--- Start INPUT ---
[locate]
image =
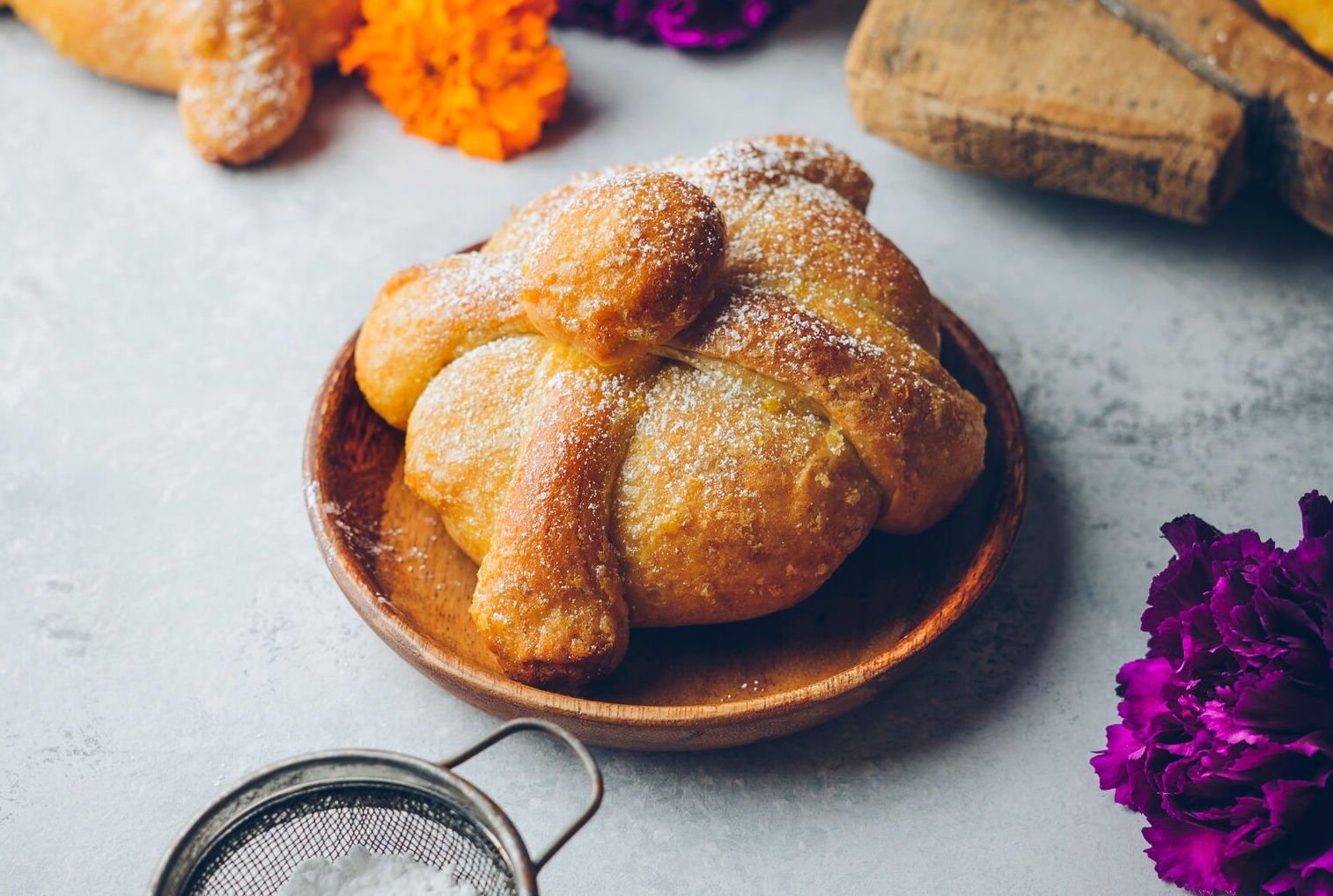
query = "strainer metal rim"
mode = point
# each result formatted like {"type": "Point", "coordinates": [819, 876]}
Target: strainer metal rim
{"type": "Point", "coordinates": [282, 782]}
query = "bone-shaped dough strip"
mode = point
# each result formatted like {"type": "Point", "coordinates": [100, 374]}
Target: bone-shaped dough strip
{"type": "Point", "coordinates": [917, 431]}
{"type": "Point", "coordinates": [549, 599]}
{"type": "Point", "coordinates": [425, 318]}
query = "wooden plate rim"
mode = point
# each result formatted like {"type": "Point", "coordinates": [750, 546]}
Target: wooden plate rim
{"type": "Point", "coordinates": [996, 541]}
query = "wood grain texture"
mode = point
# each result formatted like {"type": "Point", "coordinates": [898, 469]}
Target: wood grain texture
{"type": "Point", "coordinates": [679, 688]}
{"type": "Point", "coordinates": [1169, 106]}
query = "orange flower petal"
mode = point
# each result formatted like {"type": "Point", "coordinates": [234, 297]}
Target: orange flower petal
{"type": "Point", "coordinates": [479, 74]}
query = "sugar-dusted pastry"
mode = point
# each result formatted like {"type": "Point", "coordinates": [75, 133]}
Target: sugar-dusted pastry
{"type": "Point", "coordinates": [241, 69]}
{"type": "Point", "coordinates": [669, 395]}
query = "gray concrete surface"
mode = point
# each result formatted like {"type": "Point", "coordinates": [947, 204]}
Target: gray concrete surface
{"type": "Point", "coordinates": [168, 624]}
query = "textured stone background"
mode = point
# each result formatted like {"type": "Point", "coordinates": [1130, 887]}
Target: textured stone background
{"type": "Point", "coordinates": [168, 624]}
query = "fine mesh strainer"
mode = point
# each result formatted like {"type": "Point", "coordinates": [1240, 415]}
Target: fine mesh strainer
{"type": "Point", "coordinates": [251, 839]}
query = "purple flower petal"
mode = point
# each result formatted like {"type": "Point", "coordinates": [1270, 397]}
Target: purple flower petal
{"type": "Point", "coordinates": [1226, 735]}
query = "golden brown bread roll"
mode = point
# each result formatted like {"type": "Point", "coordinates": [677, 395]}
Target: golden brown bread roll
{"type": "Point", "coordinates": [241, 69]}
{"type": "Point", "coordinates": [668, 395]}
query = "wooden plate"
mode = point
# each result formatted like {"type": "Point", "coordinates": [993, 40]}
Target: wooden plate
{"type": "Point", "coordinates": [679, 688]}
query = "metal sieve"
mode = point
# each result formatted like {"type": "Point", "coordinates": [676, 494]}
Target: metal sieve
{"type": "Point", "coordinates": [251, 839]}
--- End INPUT ---
THE EXERCISE »
Pick out every line of the items that contains the string "strip", matching case exactly.

EXPECTED OUTPUT »
query = "bone-shaped dough strip"
Target: bone-shaped dough strip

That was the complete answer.